Entries drawn from a collection:
####

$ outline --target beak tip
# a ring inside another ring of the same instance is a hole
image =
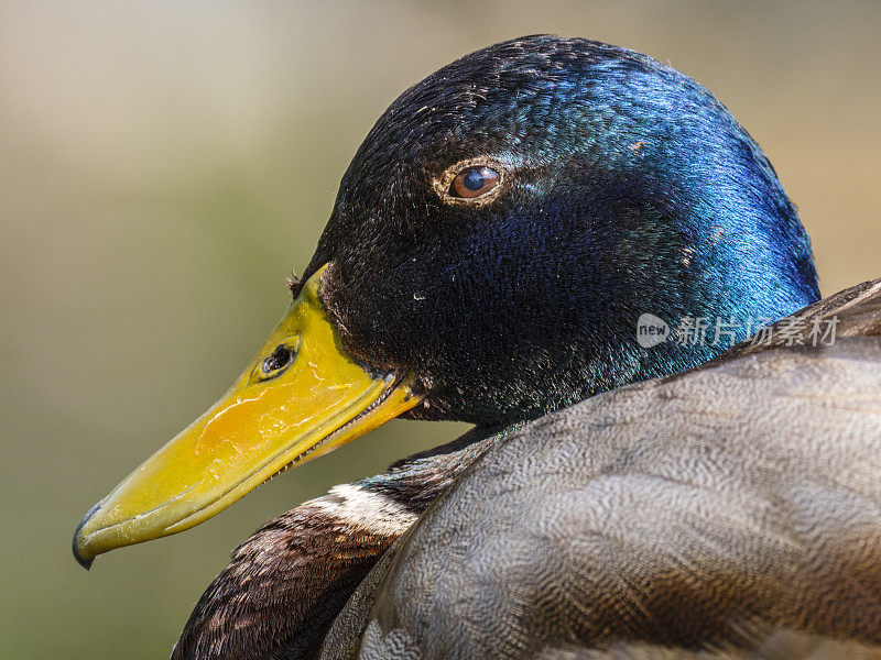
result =
[[[102,504],[104,499],[101,499],[98,504],[96,504],[89,510],[87,510],[86,515],[83,516],[83,519],[79,521],[79,525],[76,526],[76,530],[74,531],[74,540],[72,543],[72,548],[74,550],[74,559],[76,559],[76,562],[87,571],[91,568],[91,563],[95,561],[95,557],[87,557],[80,551],[79,532],[86,526],[86,522],[88,522],[89,519],[95,515],[95,512],[101,508]]]

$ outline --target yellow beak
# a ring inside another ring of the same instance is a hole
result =
[[[371,373],[345,352],[318,299],[323,271],[229,392],[86,514],[79,563],[189,529],[420,403],[412,377]]]

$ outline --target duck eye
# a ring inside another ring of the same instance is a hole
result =
[[[281,372],[291,364],[294,359],[294,352],[290,346],[280,344],[275,350],[270,353],[261,366],[264,377],[275,377],[281,375]]]
[[[449,185],[450,197],[472,199],[480,197],[499,185],[499,173],[483,165],[466,167]]]

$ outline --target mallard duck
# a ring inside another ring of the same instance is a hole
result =
[[[391,418],[475,429],[260,528],[173,658],[881,653],[881,283],[817,302],[774,169],[687,76],[546,35],[445,66],[291,289],[86,514],[86,568]]]

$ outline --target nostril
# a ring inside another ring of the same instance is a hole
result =
[[[271,375],[273,372],[287,366],[294,359],[294,352],[290,346],[280,344],[275,350],[263,360],[263,374]]]

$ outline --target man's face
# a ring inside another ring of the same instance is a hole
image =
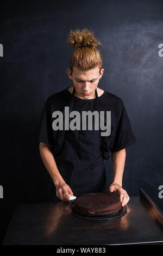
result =
[[[72,74],[67,69],[69,78],[72,80],[76,90],[76,96],[82,99],[93,99],[95,90],[99,80],[104,72],[102,69],[99,74],[98,67],[86,71],[80,70],[74,67]]]

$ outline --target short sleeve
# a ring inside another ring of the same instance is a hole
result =
[[[50,114],[50,107],[47,99],[42,111],[37,138],[40,142],[52,145],[51,135],[52,126],[51,124]]]
[[[111,151],[121,150],[136,142],[126,108],[121,100],[117,104],[117,121]]]

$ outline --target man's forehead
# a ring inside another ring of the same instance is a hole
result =
[[[73,75],[75,78],[83,79],[84,77],[89,77],[90,79],[94,79],[99,74],[99,68],[89,69],[89,70],[80,70],[74,68],[73,70]]]

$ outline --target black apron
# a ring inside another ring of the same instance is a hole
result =
[[[72,97],[70,113],[72,111],[80,112],[81,129],[65,131],[62,148],[54,156],[58,170],[76,197],[86,193],[108,193],[109,185],[102,152],[100,129],[95,130],[93,118],[92,130],[88,130],[87,121],[86,130],[82,130],[82,111],[98,111],[97,90],[95,99],[87,100],[75,96],[74,88]],[[73,118],[70,118],[70,122]],[[58,201],[53,183],[51,191],[50,200]]]

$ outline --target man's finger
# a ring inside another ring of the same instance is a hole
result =
[[[120,201],[121,203],[122,203],[123,202],[123,197],[124,197],[124,194],[123,193],[123,192],[122,192],[120,194]]]
[[[110,192],[113,192],[115,190],[115,187],[111,186],[109,188],[109,190]]]
[[[68,192],[69,194],[71,194],[71,196],[73,196],[73,192],[72,191],[72,190],[71,190],[71,189],[70,188],[70,187],[68,188]]]
[[[65,195],[65,197],[66,197],[66,199],[68,200],[70,200],[70,196],[68,194],[68,192],[66,192],[64,193]]]

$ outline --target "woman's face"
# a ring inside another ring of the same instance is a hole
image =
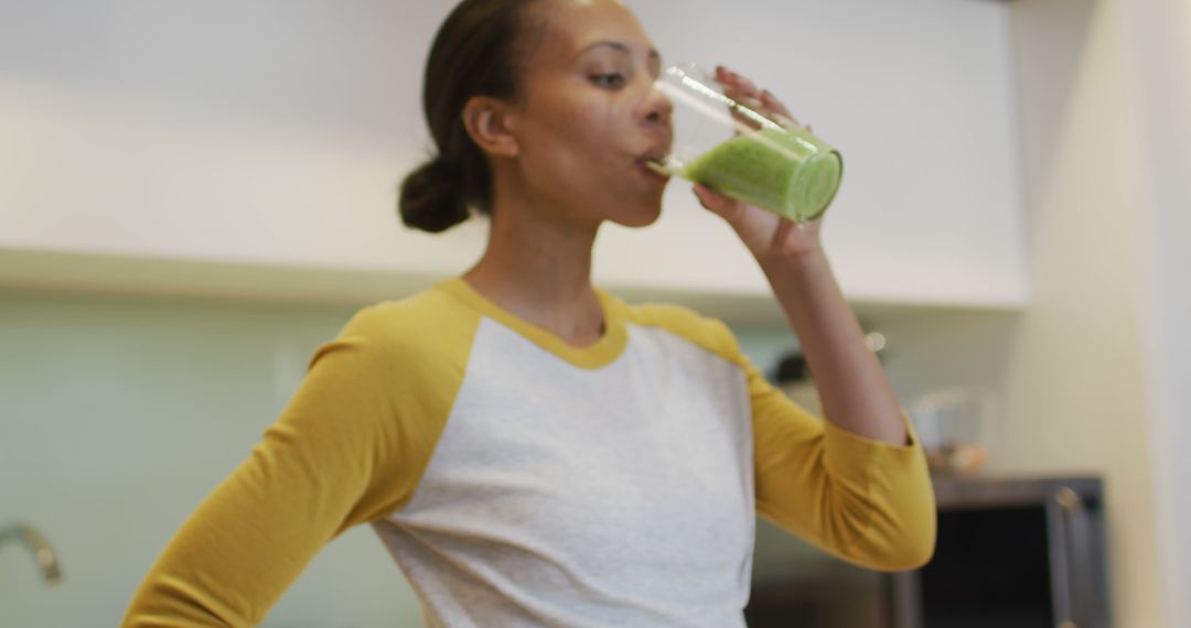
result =
[[[553,0],[531,12],[542,39],[516,106],[530,191],[582,222],[653,222],[667,178],[646,161],[672,139],[669,102],[653,87],[660,55],[619,1]]]

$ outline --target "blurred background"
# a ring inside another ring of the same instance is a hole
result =
[[[1071,489],[1103,532],[1090,624],[1191,624],[1185,0],[628,4],[667,62],[754,77],[841,150],[833,263],[908,407],[987,401],[974,481],[1103,481]],[[0,626],[116,624],[313,348],[478,258],[482,222],[395,215],[453,5],[0,0]],[[597,281],[725,320],[777,381],[797,340],[688,188],[601,232]],[[838,569],[772,532],[759,582]],[[360,528],[267,626],[419,621]]]

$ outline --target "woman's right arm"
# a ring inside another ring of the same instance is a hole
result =
[[[438,433],[399,416],[393,384],[416,366],[350,333],[358,320],[318,350],[278,422],[182,525],[124,627],[260,624],[324,545],[409,500]]]

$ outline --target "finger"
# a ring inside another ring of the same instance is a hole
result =
[[[723,67],[716,65],[716,81],[724,86],[724,89],[731,92],[735,96],[753,96],[757,98],[756,84],[749,78],[736,74],[735,71]]]
[[[769,92],[768,89],[761,92],[761,103],[765,105],[765,108],[769,112],[785,115],[790,119],[794,118],[794,115],[790,113],[790,109],[787,109],[786,106],[778,100],[778,96],[773,95],[773,92]]]

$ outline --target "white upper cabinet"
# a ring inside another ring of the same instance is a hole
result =
[[[266,268],[372,277],[358,282],[372,299],[386,277],[464,270],[482,222],[436,237],[395,215],[401,177],[429,155],[422,70],[453,4],[0,7],[0,281],[68,285],[116,256],[206,268],[213,293]],[[667,62],[753,76],[841,150],[825,238],[852,299],[1024,303],[1003,6],[630,5]],[[600,283],[641,293],[766,293],[680,181],[656,225],[605,227],[596,262]]]

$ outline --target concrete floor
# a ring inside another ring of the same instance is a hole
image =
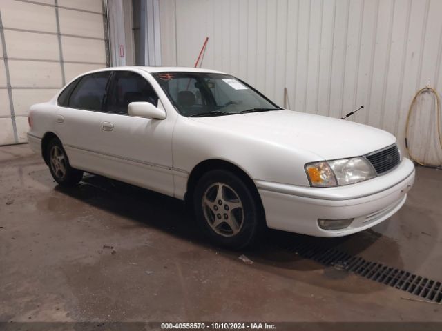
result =
[[[419,168],[390,220],[321,240],[442,281],[441,194],[442,172]],[[90,175],[62,189],[27,145],[0,148],[0,321],[442,321],[442,305],[280,248],[301,237],[220,250],[177,200]]]

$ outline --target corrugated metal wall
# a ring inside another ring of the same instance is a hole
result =
[[[440,0],[163,0],[160,9],[163,65],[193,66],[207,36],[203,67],[281,106],[287,87],[294,110],[339,117],[364,105],[351,120],[402,147],[414,93],[427,83],[442,92]],[[411,143],[440,164],[431,98],[418,103]]]
[[[106,66],[102,0],[0,0],[0,145],[26,141],[28,112]]]

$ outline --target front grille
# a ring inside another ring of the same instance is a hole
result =
[[[370,161],[378,174],[393,169],[401,161],[399,150],[396,144],[378,152],[369,154],[365,157]]]

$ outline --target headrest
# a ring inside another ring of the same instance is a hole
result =
[[[191,91],[181,91],[178,93],[178,103],[184,107],[195,104],[195,94]]]

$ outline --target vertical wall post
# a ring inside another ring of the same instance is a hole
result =
[[[138,43],[140,47],[138,48],[140,54],[138,59],[140,61],[141,66],[146,66],[148,64],[146,61],[146,37],[147,37],[147,31],[146,29],[146,21],[147,19],[147,14],[146,11],[146,8],[147,7],[147,1],[146,0],[140,0],[140,39],[138,40]]]

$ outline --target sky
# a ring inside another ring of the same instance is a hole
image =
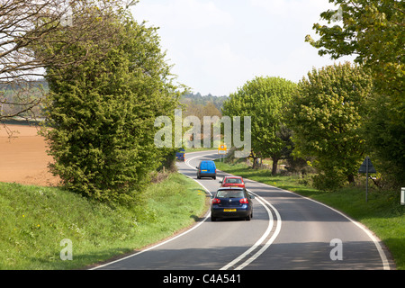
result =
[[[256,76],[298,83],[331,60],[305,42],[328,0],[140,0],[131,13],[159,27],[161,49],[176,82],[202,95],[229,95]]]

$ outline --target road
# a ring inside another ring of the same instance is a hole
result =
[[[212,151],[186,155],[179,172],[209,194],[217,179],[196,179],[202,159]],[[191,230],[165,242],[93,269],[107,270],[293,270],[390,269],[381,243],[362,225],[342,213],[293,193],[247,180],[254,194],[250,221],[212,222],[208,213]]]

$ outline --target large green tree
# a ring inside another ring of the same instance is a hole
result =
[[[314,24],[320,39],[307,41],[320,55],[338,58],[355,55],[370,69],[375,93],[364,119],[370,151],[391,183],[405,183],[405,2],[394,0],[329,0],[337,10]],[[388,179],[387,179],[388,180]],[[393,181],[393,182],[392,182]]]
[[[256,76],[223,104],[222,114],[251,117],[251,148],[255,158],[272,158],[272,174],[284,157],[286,145],[280,136],[284,125],[284,108],[291,101],[296,84],[271,76]]]
[[[298,84],[288,111],[295,154],[314,158],[319,188],[354,181],[365,146],[363,116],[372,79],[350,63],[315,68]]]
[[[53,128],[47,139],[55,160],[51,171],[66,187],[101,201],[128,202],[167,152],[154,144],[154,122],[173,113],[179,94],[157,29],[128,14],[109,25],[118,28],[116,35],[87,43],[93,52],[81,65],[47,68],[47,118]],[[105,46],[106,53],[97,53]],[[78,43],[48,51],[75,58],[88,49]]]

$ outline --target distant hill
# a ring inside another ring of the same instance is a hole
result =
[[[194,104],[202,104],[203,106],[212,102],[213,103],[215,107],[217,107],[217,109],[220,111],[220,109],[223,107],[223,103],[228,100],[228,96],[214,96],[211,94],[209,94],[208,95],[202,95],[198,92],[196,94],[184,94],[180,98],[180,102],[184,104],[192,102]]]

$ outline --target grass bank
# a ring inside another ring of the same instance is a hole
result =
[[[390,249],[397,269],[405,270],[405,206],[400,203],[399,191],[380,191],[371,186],[366,202],[365,187],[327,193],[310,187],[299,176],[274,176],[269,170],[252,169],[246,164],[217,161],[216,165],[221,171],[289,190],[338,209],[374,232]]]
[[[201,187],[181,174],[150,185],[142,208],[111,207],[55,188],[0,183],[0,269],[77,269],[140,249],[195,222]],[[62,261],[61,240],[72,243]]]

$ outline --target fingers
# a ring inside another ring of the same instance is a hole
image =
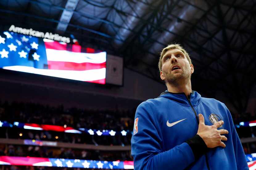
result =
[[[215,127],[217,128],[218,128],[220,127],[220,126],[223,124],[224,124],[224,121],[221,121],[215,123],[213,125],[215,126]]]
[[[199,119],[199,123],[201,124],[204,124],[204,116],[201,113],[198,114],[198,117]]]
[[[226,145],[225,144],[224,144],[223,142],[221,142],[221,144],[220,144],[220,146],[221,146],[223,148],[225,148]]]
[[[228,134],[229,131],[226,129],[221,129],[218,130],[221,135],[222,134]]]
[[[225,136],[221,136],[221,140],[224,140],[225,141],[226,141],[228,140],[228,138],[227,138],[227,137],[226,137]]]

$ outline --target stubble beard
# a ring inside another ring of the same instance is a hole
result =
[[[168,83],[175,85],[179,85],[187,83],[190,80],[191,75],[190,69],[188,68],[181,69],[182,69],[181,73],[172,73],[171,71],[167,74],[166,81]]]

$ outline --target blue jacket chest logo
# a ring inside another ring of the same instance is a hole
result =
[[[209,116],[209,120],[210,120],[210,121],[212,122],[213,125],[214,125],[215,123],[222,120],[221,118],[218,115],[214,113],[211,113],[210,115],[210,116]],[[222,126],[222,125],[221,125],[219,127],[221,128]]]

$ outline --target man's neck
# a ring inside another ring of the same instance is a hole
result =
[[[171,84],[167,83],[166,84],[167,90],[168,91],[171,93],[185,93],[187,97],[192,93],[191,88],[191,82],[190,79],[186,83]]]

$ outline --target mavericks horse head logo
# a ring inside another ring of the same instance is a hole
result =
[[[215,123],[218,122],[220,121],[222,121],[222,119],[221,118],[221,117],[217,114],[215,114],[214,113],[211,113],[210,116],[209,116],[209,119],[210,121],[213,124],[213,125],[214,125]],[[221,125],[219,127],[222,127],[222,125]]]

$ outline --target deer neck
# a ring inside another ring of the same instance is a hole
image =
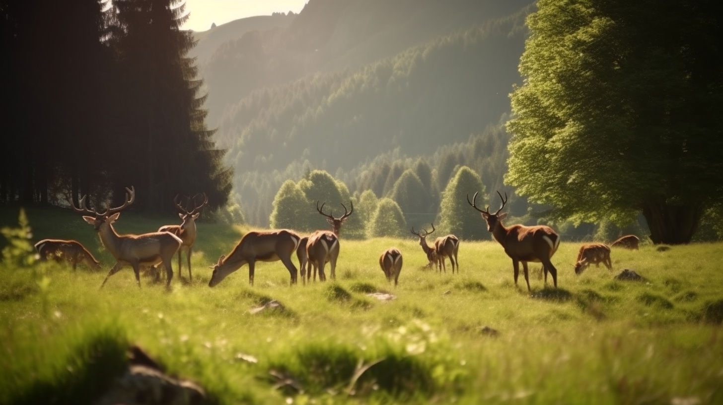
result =
[[[116,259],[120,257],[121,237],[116,232],[116,230],[113,229],[113,225],[108,223],[107,226],[102,227],[98,232],[98,235],[100,237],[100,242],[103,243],[103,245],[113,255],[113,257]]]
[[[502,221],[498,221],[497,225],[495,226],[495,229],[492,229],[492,237],[495,240],[500,242],[500,244],[505,247],[505,239],[507,238],[508,229],[505,228],[505,226],[502,224]]]

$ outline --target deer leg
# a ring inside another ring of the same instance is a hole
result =
[[[121,270],[121,268],[122,267],[123,267],[122,263],[121,263],[120,262],[116,262],[116,265],[113,266],[113,268],[111,268],[111,270],[108,272],[108,274],[106,275],[106,278],[104,278],[103,283],[100,284],[100,288],[102,289],[103,286],[106,285],[106,281],[108,281],[108,277],[118,273],[118,270]]]
[[[555,266],[552,265],[552,262],[549,261],[549,259],[543,262],[542,264],[544,265],[546,270],[549,270],[549,273],[552,276],[552,283],[555,284],[555,288],[557,288],[557,269],[555,268]]]
[[[520,276],[520,263],[512,260],[512,267],[515,269],[515,285],[517,285],[517,278]]]
[[[187,255],[187,256],[186,256],[186,264],[188,265],[188,281],[193,281],[193,276],[191,275],[191,250],[192,249],[193,249],[192,246],[189,247],[188,252],[186,253],[186,255]],[[179,255],[180,255],[180,254],[181,254],[181,252],[179,252]],[[179,265],[179,270],[181,270],[181,265]]]
[[[530,288],[530,276],[527,270],[527,262],[522,262],[522,269],[525,272],[525,282],[527,283],[527,291],[532,292],[532,289]]]
[[[291,257],[289,256],[286,258],[282,258],[281,263],[283,265],[286,266],[286,269],[288,270],[289,274],[291,275],[291,281],[289,283],[291,285],[296,284],[296,273],[298,270],[296,270],[296,266],[294,265],[294,262],[291,261]]]

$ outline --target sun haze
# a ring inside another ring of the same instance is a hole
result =
[[[211,24],[221,25],[234,20],[273,12],[299,13],[307,0],[186,0],[190,14],[183,30],[205,31]]]

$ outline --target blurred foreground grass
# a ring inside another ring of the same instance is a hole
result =
[[[176,222],[128,214],[119,232]],[[129,344],[219,404],[723,403],[723,243],[614,250],[612,272],[578,276],[578,246],[563,242],[559,288],[533,271],[529,294],[495,242],[462,241],[453,276],[423,267],[411,239],[342,239],[335,281],[289,286],[277,262],[257,266],[253,287],[244,266],[211,289],[208,265],[244,230],[200,223],[192,282],[174,260],[169,292],[150,278],[137,288],[129,268],[99,290],[113,260],[92,227],[72,213],[28,218],[30,242],[82,239],[105,270],[4,258],[1,404],[89,403]],[[404,255],[396,288],[378,267],[390,246]],[[614,280],[625,268],[646,281]],[[272,300],[283,309],[252,312]]]

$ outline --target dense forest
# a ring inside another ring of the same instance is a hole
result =
[[[219,218],[311,230],[317,201],[353,203],[350,237],[484,239],[465,198],[500,191],[566,239],[723,235],[710,1],[309,0],[197,33],[182,0],[80,4],[0,0],[20,144],[1,202],[133,185],[151,213],[203,192]]]
[[[233,169],[205,122],[182,2],[2,0],[0,13],[14,144],[0,202],[67,206],[89,195],[98,210],[133,186],[133,208],[148,212],[172,209],[179,193],[226,204]]]

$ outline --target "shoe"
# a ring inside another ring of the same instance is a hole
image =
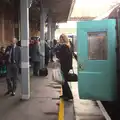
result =
[[[15,96],[15,92],[12,92],[12,93],[11,93],[11,96]]]
[[[4,95],[6,96],[6,95],[9,95],[11,92],[10,91],[7,91]]]

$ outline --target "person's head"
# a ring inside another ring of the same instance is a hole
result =
[[[17,43],[17,38],[12,39],[12,45],[15,45]]]
[[[59,42],[62,43],[62,44],[66,44],[68,47],[70,47],[69,39],[65,34],[60,35]]]
[[[1,47],[1,52],[5,52],[5,47]]]

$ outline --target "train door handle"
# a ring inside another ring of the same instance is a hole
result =
[[[84,70],[84,65],[81,63],[78,63],[78,71]]]

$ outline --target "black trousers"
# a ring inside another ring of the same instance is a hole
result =
[[[10,92],[15,92],[17,88],[18,67],[16,64],[7,65],[7,88]]]
[[[7,81],[8,91],[15,92],[17,88],[17,80],[15,80],[14,78],[11,78],[11,79],[6,79],[6,81]]]
[[[63,96],[67,97],[69,99],[73,99],[71,89],[70,89],[68,82],[67,82],[69,70],[67,70],[65,68],[61,68],[61,70],[62,70],[63,77],[64,77],[64,84],[62,85]]]
[[[38,75],[40,69],[40,62],[33,62],[33,74]]]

####

Render the data as a Markdown table with the columns "Row" and "Line", beginning at the line that contains "--target dense forest" and running through the end of the data. Skip blank lines and leave the pictures out.

- ANSWER TO THIS TASK:
| Row | Line |
|---|---|
| 1 | $ outline --target dense forest |
| 2 | # a ring inside another ring of the same instance is a hole |
| 3 | result = |
| 4 | [[[219,218],[311,230],[317,201],[353,203],[350,237],[484,239],[465,198],[500,191],[566,239],[723,235],[710,1],[309,0],[197,33],[182,0],[80,4],[0,0],[20,144],[1,202],[133,185],[151,213],[203,192]]] |
| 5 | [[[233,169],[205,122],[182,2],[2,0],[0,13],[14,144],[0,202],[67,206],[89,195],[98,210],[133,186],[133,208],[148,212],[172,209],[179,193],[226,204]]] |
| 6 | $ outline --target "shoe" |
| 7 | # a ring inside another ring of the same instance is a hole |
| 8 | image = |
| 9 | result = |
| 10 | [[[15,96],[15,92],[12,92],[12,93],[11,93],[11,96]]] |
| 11 | [[[4,95],[6,96],[6,95],[9,95],[11,92],[10,91],[7,91]]] |
| 12 | $ outline --target "person's head" |
| 13 | # a ring inside another ring of the same instance is a hole |
| 14 | result = |
| 15 | [[[17,43],[17,38],[12,39],[12,45],[15,45]]] |
| 16 | [[[59,42],[62,43],[62,44],[66,44],[68,47],[70,47],[69,39],[65,34],[60,35]]] |
| 17 | [[[1,47],[1,52],[5,52],[5,47]]] |
| 18 | $ outline --target "train door handle" |
| 19 | # a ring inside another ring of the same instance is a hole |
| 20 | result = |
| 21 | [[[84,70],[84,65],[81,63],[78,63],[78,71]]] |
| 22 | $ outline --target "black trousers" |
| 23 | # a ring inside another ring of the same instance is a hole |
| 24 | result = |
| 25 | [[[10,92],[15,92],[17,88],[18,67],[16,64],[7,65],[7,88]]] |
| 26 | [[[7,81],[8,91],[15,92],[17,88],[17,80],[15,80],[14,78],[11,78],[11,79],[6,79],[6,81]]] |
| 27 | [[[63,96],[67,97],[69,99],[73,99],[71,89],[70,89],[68,82],[67,82],[69,70],[67,70],[65,68],[61,68],[61,70],[62,70],[63,77],[64,77],[64,84],[62,85]]] |
| 28 | [[[38,75],[40,69],[40,62],[33,62],[33,74]]] |